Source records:
* * *

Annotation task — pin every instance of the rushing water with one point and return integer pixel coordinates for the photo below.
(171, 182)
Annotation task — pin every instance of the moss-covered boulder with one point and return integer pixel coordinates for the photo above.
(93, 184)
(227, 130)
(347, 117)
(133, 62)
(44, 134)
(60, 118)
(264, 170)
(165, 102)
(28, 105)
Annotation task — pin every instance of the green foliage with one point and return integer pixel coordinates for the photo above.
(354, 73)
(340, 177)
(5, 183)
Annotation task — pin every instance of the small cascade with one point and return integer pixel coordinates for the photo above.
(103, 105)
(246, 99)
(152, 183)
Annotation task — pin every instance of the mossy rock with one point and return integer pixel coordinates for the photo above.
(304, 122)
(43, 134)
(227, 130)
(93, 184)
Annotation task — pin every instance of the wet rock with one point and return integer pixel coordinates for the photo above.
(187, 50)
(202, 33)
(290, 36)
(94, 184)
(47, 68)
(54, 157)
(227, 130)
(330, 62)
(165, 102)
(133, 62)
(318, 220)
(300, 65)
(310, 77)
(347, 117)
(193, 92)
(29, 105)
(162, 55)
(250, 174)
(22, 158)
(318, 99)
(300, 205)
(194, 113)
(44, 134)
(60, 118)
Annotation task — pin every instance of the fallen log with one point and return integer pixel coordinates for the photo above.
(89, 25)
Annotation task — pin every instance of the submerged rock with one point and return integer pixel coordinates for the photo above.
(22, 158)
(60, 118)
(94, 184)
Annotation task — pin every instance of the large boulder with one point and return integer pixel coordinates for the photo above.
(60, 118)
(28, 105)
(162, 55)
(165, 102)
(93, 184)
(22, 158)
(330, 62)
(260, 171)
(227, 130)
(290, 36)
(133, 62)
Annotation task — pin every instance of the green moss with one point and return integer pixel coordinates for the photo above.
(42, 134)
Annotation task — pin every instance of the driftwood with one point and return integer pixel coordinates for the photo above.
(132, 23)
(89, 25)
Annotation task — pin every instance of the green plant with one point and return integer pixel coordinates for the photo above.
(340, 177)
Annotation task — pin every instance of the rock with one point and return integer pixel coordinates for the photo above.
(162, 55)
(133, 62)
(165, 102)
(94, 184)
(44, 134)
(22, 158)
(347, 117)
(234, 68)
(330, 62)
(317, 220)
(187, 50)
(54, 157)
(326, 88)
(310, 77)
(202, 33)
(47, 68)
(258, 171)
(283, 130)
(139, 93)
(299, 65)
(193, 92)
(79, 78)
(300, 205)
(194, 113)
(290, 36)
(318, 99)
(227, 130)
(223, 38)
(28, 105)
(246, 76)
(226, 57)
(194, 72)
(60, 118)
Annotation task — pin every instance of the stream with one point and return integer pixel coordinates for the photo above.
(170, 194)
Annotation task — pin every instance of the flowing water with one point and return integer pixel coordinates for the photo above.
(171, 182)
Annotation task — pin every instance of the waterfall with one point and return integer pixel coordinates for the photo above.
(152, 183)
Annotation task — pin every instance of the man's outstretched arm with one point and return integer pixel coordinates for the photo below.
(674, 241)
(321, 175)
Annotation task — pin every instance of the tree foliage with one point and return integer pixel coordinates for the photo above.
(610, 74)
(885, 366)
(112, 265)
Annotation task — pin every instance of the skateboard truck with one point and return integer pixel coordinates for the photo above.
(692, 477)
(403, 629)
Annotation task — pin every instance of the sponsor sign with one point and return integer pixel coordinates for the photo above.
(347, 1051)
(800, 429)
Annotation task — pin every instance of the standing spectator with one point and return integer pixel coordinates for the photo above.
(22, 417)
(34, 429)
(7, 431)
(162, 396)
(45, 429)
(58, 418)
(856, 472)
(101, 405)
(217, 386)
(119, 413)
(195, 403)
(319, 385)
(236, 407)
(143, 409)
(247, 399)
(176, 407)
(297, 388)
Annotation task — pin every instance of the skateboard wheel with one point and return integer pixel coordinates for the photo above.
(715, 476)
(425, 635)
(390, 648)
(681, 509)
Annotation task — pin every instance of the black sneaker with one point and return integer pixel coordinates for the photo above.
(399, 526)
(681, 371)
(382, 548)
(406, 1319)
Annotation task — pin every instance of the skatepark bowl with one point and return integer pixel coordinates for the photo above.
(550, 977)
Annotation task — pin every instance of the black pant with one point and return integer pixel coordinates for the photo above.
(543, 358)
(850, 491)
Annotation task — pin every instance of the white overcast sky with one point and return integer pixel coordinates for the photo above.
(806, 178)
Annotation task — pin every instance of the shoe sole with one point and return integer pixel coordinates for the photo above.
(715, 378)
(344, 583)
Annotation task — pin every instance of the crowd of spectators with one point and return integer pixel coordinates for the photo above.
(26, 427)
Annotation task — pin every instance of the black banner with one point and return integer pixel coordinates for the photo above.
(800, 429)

* * *

To do
Nothing before the line containing "Annotation task — pin every instance of the black banner" should be repeated; repeat that line and all later lines through the end of the data above, exactly.

Answer for this exercise
Annotation task — pin every instance of the black banner with one point and return integer pixel coordinates for the photo above.
(800, 429)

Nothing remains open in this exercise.